_Set exercise_:
Your task is to transcribe the entries below exactly, beginning with the line containing "Coaching analytics dashboard: we need every side" and ending with the final line, and to add nothing else.

··· Given information ···

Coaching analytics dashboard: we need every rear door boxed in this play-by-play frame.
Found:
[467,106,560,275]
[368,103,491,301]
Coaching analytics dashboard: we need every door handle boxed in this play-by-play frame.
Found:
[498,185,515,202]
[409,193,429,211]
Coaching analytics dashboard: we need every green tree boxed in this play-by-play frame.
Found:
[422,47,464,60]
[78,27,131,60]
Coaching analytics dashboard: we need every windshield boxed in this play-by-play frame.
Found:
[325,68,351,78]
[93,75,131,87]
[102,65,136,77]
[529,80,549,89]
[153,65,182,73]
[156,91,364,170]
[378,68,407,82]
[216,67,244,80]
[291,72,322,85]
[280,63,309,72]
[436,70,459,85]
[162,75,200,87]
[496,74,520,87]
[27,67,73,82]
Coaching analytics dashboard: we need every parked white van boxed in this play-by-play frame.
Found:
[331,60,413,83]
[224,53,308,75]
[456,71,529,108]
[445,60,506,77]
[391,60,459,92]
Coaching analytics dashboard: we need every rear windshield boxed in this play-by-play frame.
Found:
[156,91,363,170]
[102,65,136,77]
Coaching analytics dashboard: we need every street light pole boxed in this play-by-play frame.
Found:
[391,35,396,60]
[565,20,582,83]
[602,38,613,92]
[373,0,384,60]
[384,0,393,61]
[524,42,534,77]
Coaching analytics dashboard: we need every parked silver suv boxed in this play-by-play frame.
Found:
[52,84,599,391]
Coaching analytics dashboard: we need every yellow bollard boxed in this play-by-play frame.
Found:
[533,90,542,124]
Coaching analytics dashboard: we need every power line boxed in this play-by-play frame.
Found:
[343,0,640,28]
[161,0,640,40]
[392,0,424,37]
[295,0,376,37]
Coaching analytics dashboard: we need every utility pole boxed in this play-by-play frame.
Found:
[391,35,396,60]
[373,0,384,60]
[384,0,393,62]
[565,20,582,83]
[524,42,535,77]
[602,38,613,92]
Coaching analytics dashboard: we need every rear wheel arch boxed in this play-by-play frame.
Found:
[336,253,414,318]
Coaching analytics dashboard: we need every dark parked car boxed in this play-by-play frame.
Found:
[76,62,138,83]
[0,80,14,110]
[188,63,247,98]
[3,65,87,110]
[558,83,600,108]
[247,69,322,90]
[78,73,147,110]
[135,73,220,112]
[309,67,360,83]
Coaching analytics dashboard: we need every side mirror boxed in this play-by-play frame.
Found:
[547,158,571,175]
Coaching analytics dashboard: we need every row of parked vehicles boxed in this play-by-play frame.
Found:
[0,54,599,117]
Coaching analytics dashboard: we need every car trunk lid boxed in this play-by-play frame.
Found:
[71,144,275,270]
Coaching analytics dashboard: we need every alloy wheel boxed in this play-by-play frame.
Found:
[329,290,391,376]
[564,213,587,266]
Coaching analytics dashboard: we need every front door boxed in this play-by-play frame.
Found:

···

_Answer for the task_:
Coaching analytics dashboard: we need every side mirror boxed in this play-by-play frame.
Found:
[547,158,571,175]
Coaching analytics dashboard: we need every row of parked vehicles boxed in this play-by-play frame.
Found:
[0,54,599,117]
Coaching analytics dashboard: we need every car trunk lid boxed in this play-by-play frame.
Found:
[71,144,275,270]
Coaching analytics dashboard: we need every alloy wheel boxed in this play-by-play frame.
Found:
[329,290,391,376]
[564,213,587,266]
Coaching analytics dashboard: we need every front door boxed in this play-by-play frame.
Found:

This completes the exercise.